PROBLEM DETAILS: Write the records out again exactly, leaving no images in.

SOURCE RECORDS:
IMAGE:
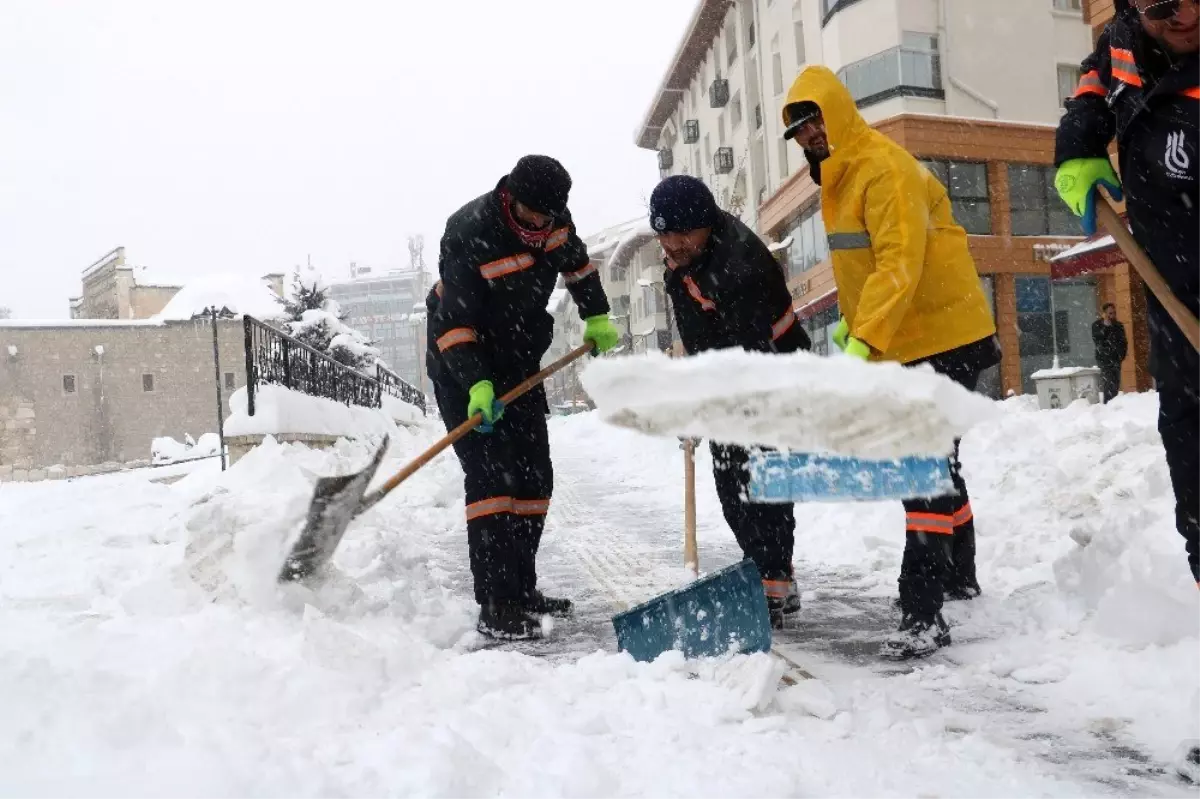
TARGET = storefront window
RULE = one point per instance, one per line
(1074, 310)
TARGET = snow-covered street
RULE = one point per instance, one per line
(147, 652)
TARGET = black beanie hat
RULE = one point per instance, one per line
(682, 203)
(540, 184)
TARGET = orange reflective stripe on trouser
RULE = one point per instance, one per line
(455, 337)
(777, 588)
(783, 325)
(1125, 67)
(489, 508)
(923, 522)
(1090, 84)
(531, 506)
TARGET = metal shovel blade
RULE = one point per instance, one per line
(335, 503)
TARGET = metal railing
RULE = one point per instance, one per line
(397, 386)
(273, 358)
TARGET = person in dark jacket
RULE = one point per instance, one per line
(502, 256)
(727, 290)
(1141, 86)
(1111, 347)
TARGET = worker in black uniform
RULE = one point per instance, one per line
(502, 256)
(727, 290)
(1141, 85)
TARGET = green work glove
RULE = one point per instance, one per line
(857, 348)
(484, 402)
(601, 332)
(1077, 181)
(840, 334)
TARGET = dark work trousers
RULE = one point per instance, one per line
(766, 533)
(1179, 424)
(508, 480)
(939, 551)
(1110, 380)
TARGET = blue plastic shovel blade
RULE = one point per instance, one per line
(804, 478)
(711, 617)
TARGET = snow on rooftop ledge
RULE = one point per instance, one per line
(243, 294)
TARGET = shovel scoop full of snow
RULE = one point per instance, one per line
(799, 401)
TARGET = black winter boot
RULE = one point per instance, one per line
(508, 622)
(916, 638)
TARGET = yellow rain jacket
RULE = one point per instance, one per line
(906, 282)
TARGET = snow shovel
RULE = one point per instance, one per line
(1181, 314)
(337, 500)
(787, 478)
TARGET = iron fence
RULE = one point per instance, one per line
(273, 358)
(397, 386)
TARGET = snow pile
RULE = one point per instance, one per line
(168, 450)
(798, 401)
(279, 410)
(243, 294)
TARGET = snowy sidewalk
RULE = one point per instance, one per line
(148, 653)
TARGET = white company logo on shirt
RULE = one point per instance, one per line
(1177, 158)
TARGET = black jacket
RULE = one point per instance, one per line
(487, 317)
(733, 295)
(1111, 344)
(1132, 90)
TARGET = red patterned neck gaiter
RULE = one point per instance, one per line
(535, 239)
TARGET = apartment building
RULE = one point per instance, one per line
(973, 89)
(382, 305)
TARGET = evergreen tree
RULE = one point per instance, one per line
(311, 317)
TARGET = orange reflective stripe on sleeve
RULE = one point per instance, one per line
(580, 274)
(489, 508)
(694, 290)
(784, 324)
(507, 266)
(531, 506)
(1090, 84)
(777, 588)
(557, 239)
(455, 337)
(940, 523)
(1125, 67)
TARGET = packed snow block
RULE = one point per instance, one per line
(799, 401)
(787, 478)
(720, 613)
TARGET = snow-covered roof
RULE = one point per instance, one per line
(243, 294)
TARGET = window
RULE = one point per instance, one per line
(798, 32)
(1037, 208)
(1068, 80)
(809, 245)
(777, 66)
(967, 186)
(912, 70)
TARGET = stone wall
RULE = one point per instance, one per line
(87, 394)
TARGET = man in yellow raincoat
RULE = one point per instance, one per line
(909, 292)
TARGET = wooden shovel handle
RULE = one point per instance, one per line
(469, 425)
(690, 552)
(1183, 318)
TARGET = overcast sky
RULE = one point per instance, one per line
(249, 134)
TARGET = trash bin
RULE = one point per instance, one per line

EXERCISE RESPONSE:
IMAGE:
TARGET = storefront window
RULE = one point per instance, one per line
(1074, 310)
TARGET = snow-covered street
RULE = one point per instance, one per line
(147, 652)
TARGET = black beanie hat
RULE = one point per instance, one per line
(682, 203)
(540, 184)
TARGET = orange reflective stripe on trouser
RULE = one point per instance, one per line
(455, 337)
(777, 588)
(783, 325)
(1125, 67)
(489, 508)
(923, 522)
(1090, 84)
(531, 506)
TARGET = metal shovel blade
RULE = one point per instance, one per line
(335, 503)
TARGET = metal railing
RULE = one point per instance, one per line
(397, 386)
(273, 358)
TARGET = person in dark jacket
RULE = one point per instance, one per line
(502, 256)
(727, 290)
(1141, 86)
(1111, 347)
TARGET = worker in black uniform
RULE = one point per instance, one per line
(502, 256)
(727, 290)
(1141, 85)
TARGET = green work glove
RULE = one point per instance, one per line
(857, 348)
(484, 402)
(601, 332)
(1077, 181)
(840, 334)
TARGET = dark work trousers
RULE = one point per instance, one per line
(766, 533)
(1179, 424)
(508, 480)
(939, 551)
(1110, 380)
TARGET = blue plastic shovel blade
RULE = one point per instance, one per line
(804, 478)
(711, 617)
TARGET = snow on rooftop ledge
RULE = one point per instance, one per line
(243, 294)
TARGET = shovel scoop full of snow
RULE = one point per instance, one per line
(799, 401)
TARGET = black winter boot
RULE = one point per instance, one per line
(508, 622)
(916, 638)
TARGET = yellow rain jacket
RULE = one point per instance, one per line
(906, 282)
TARGET = snow shovel
RULE = one point per instance, one per line
(1181, 314)
(337, 500)
(787, 478)
TARGET = iron fence
RULE = one point per instance, one per line
(273, 358)
(397, 386)
TARGET = snow pile
RULE = one point per instance, one per line
(168, 450)
(798, 401)
(279, 410)
(243, 294)
TARGET = snowy sidewalk
RULE = one point per instance, one per line
(148, 653)
TARGET = white company logo on shirt
RULE = one point per instance, one per line
(1177, 158)
TARGET = black jacket
RULE = one point per instance, one per line
(487, 317)
(733, 295)
(1111, 344)
(1132, 90)
TARGET = red patterned neck gaiter
RULE = one point per instance, one per line
(535, 239)
TARGET = apartment building
RULE = one point per instance, one per line
(973, 89)
(382, 305)
TARGET = evergreen tree
RULE = one point per instance, one per line
(311, 317)
TARGET = orange reflective stripe on sleeve
RULE = one point per instance, one per line
(580, 274)
(489, 508)
(694, 290)
(784, 324)
(507, 266)
(531, 506)
(1090, 84)
(777, 588)
(557, 239)
(455, 337)
(940, 523)
(1125, 67)
TARGET = packed snow block
RULE = one point per instance, one per line
(799, 401)
(787, 478)
(720, 613)
TARGET = snow-covered roof
RULE = one point per instance, one per line
(243, 294)
TARGET = window
RULE = one point per instance, one per line
(798, 32)
(1037, 208)
(1068, 80)
(809, 245)
(777, 66)
(967, 186)
(912, 70)
TARGET = stone wall
RULE = one point per instance, one per line
(87, 394)
TARGET = man in yellow raincoat
RULE = one point per instance, one per line
(909, 292)
TARGET = wooden shovel handle
RULE = one point per instance, one per line
(469, 425)
(690, 552)
(1183, 318)
TARGET = overcast sky
RULE = one point per instance, one per line
(249, 134)
TARGET = trash bin
RULE = one point per instance, one per line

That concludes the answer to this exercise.